→ GIVEN PROBLEM
Write out each line exactly as given. Leave the pictures out of your copy.

→ SOURCE DATA
▬▬▬▬▬▬▬▬▬▬

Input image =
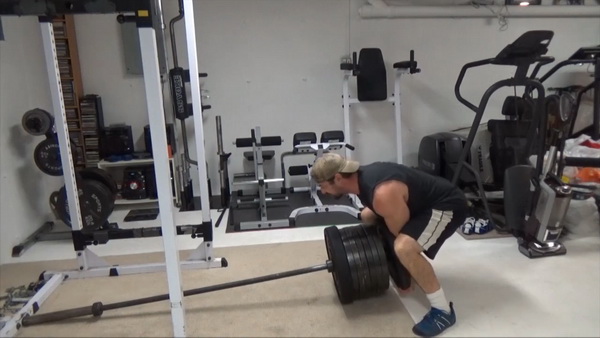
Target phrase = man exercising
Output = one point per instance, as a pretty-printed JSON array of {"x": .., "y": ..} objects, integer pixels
[{"x": 419, "y": 209}]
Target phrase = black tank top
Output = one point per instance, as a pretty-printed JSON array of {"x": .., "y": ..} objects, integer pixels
[{"x": 425, "y": 191}]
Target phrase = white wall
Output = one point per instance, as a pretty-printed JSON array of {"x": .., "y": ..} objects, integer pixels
[
  {"x": 24, "y": 189},
  {"x": 271, "y": 63}
]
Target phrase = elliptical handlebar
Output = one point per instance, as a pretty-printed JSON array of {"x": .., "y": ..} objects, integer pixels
[{"x": 461, "y": 76}]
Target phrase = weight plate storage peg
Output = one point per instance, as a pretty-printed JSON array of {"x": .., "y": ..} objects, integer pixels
[
  {"x": 47, "y": 157},
  {"x": 95, "y": 201},
  {"x": 37, "y": 122}
]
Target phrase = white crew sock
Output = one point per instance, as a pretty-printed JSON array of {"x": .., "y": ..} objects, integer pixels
[{"x": 438, "y": 300}]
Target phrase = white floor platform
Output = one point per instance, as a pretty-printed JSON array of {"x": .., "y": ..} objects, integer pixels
[{"x": 496, "y": 290}]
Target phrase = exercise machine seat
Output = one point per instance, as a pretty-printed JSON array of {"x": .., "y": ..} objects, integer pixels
[
  {"x": 267, "y": 155},
  {"x": 371, "y": 80}
]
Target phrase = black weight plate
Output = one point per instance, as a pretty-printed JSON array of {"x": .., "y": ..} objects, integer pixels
[
  {"x": 378, "y": 270},
  {"x": 365, "y": 254},
  {"x": 37, "y": 122},
  {"x": 377, "y": 244},
  {"x": 352, "y": 261},
  {"x": 47, "y": 157},
  {"x": 362, "y": 269},
  {"x": 342, "y": 277},
  {"x": 95, "y": 202},
  {"x": 102, "y": 176},
  {"x": 397, "y": 271}
]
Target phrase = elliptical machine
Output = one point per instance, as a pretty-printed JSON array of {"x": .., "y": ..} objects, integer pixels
[{"x": 535, "y": 200}]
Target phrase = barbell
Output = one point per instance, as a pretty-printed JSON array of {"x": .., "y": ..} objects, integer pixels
[{"x": 357, "y": 262}]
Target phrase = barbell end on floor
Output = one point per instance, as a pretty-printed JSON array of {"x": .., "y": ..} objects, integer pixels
[{"x": 329, "y": 264}]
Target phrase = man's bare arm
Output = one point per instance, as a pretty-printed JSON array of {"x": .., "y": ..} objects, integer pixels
[
  {"x": 390, "y": 201},
  {"x": 367, "y": 216}
]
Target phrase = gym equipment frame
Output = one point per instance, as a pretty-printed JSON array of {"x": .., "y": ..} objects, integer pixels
[
  {"x": 319, "y": 149},
  {"x": 350, "y": 69},
  {"x": 89, "y": 264}
]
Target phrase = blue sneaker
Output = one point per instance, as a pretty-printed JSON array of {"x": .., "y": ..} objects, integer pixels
[{"x": 435, "y": 322}]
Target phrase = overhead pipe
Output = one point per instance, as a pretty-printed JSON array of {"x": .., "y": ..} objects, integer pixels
[{"x": 377, "y": 9}]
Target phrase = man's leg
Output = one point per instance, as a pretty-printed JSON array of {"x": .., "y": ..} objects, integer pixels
[
  {"x": 441, "y": 315},
  {"x": 425, "y": 233},
  {"x": 409, "y": 252}
]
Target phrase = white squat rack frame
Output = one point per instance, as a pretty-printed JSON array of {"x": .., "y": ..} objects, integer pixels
[{"x": 89, "y": 264}]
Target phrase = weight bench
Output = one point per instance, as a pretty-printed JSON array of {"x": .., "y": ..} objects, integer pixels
[
  {"x": 330, "y": 140},
  {"x": 257, "y": 178}
]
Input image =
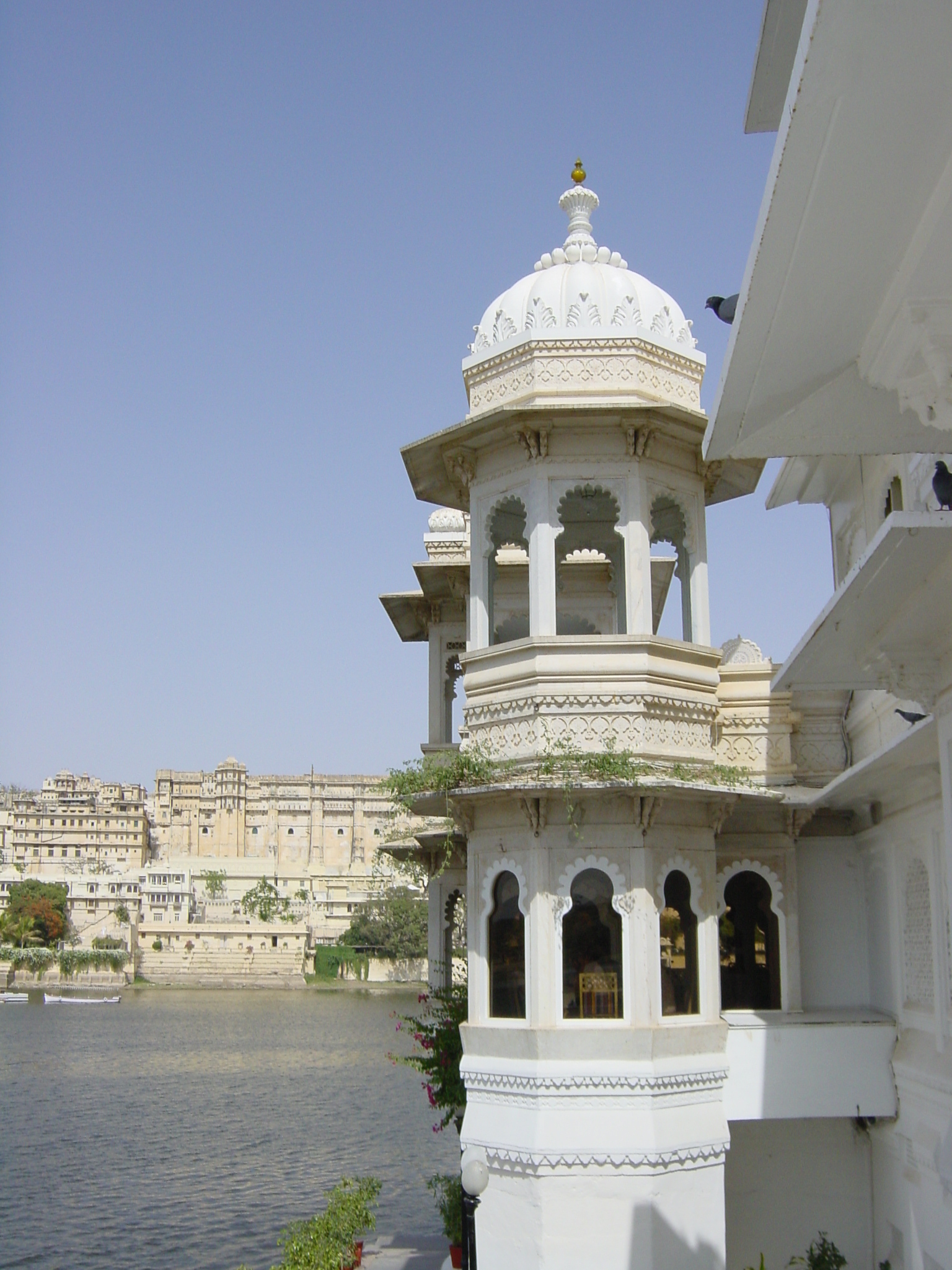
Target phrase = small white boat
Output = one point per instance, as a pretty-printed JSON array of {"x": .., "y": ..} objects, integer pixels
[{"x": 51, "y": 1000}]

▬▬▬▬▬▬▬▬▬▬

→ RESULT OF THIS TASK
Input image =
Target phrase = man exercising
Output = one point per instance, as a pretty-printed JSON array of {"x": .., "y": ..} objects, integer pixels
[{"x": 419, "y": 209}]
Target phrase = black tank top
Output = one point per instance, as a pretty-printed JSON array of {"x": .., "y": ..} objects, integer pixels
[{"x": 425, "y": 191}]
Target phrase = white wall
Output = one point per instance, as a pretty-printed JSON array of {"x": .., "y": ..} objects, integer pixels
[
  {"x": 24, "y": 189},
  {"x": 271, "y": 63}
]
Target phrase = elliptical handlebar
Output = one point per instance, as a pretty-printed JSON array of {"x": .., "y": ..} objects, integer pixels
[{"x": 461, "y": 76}]
Target phrase = weight plate storage peg
Output = one point per instance, as a pretty-printed JSON array of {"x": .., "y": ..} objects, integer pixels
[
  {"x": 47, "y": 157},
  {"x": 95, "y": 201},
  {"x": 37, "y": 122}
]
Target phrase = white crew sock
Output = one point per instance, as a pretty-printed JSON array of {"x": .., "y": ..} objects, integer pixels
[{"x": 438, "y": 300}]
Target phrase = white floor platform
Output = one point per instance, as a pretty-printed JSON array of {"x": .., "y": ..} objects, integer pixels
[{"x": 496, "y": 290}]
Target phrase = exercise machine seat
Output = one point per instance, as a pretty-printed JSON array of {"x": .., "y": ..} objects, integer pixels
[
  {"x": 267, "y": 155},
  {"x": 371, "y": 80}
]
Target phrase = black weight plate
Output = one point per instance, as a pretty-printed JSON array of {"x": .., "y": ..} objects, integer pixels
[
  {"x": 378, "y": 270},
  {"x": 365, "y": 254},
  {"x": 37, "y": 122},
  {"x": 377, "y": 244},
  {"x": 352, "y": 261},
  {"x": 47, "y": 157},
  {"x": 362, "y": 269},
  {"x": 342, "y": 277},
  {"x": 95, "y": 202},
  {"x": 102, "y": 176},
  {"x": 397, "y": 271}
]
Target phrase = elliptical machine
Output = one point per instance, as a pretty-printed JSON array of {"x": .., "y": ..} objects, integer pixels
[{"x": 535, "y": 200}]
Target phrase = barbell
Output = one point per instance, as a pretty-printed JSON array of {"x": .., "y": ..} objects, integer pixels
[{"x": 357, "y": 262}]
Target phrase = barbell end on floor
Output = one point per instance, as a pretty-printed JSON array of {"x": .., "y": ..} objects, integer pixels
[{"x": 329, "y": 264}]
Target phrase = man's bare arm
Output = one point per instance, as a pretty-printed JSON array of {"x": .., "y": ..} objects, integer pixels
[
  {"x": 390, "y": 201},
  {"x": 367, "y": 216}
]
Target phrase = gym equipment frame
Output = one point per instance, as a pretty-printed JSON array of {"x": .., "y": ..} objects, integer pixels
[
  {"x": 319, "y": 149},
  {"x": 350, "y": 69},
  {"x": 89, "y": 264}
]
Target phrase = blue sneaker
Output = one point per instance, as a pretty-printed JSON array of {"x": .., "y": ..} objects, integer pixels
[{"x": 435, "y": 322}]
Target phrase = overhead pipe
Output = one point per instance, as a pretty-printed JSON array of {"x": .., "y": ..} objects, integer pixels
[{"x": 377, "y": 9}]
Target phrase = man's leg
Output = one point per instance, as a pretty-printed JSON array of {"x": .., "y": ..} objects, integer pixels
[
  {"x": 441, "y": 315},
  {"x": 425, "y": 233},
  {"x": 409, "y": 252}
]
Target phrase = white squat rack frame
Output = one point per instance, as a pretty-printed JSON array of {"x": .., "y": ..} objects, integer pixels
[{"x": 89, "y": 264}]
Target phrase = weight bench
Output = one point per instance, as a pretty-printed JSON array of {"x": .., "y": ..} objects, integer pixels
[
  {"x": 330, "y": 140},
  {"x": 257, "y": 178}
]
Input image =
Target phrase = small white boat
Output = one point per instance, as a pretty-printed JSON array of {"x": .., "y": ..} objects, integer pixels
[{"x": 51, "y": 1000}]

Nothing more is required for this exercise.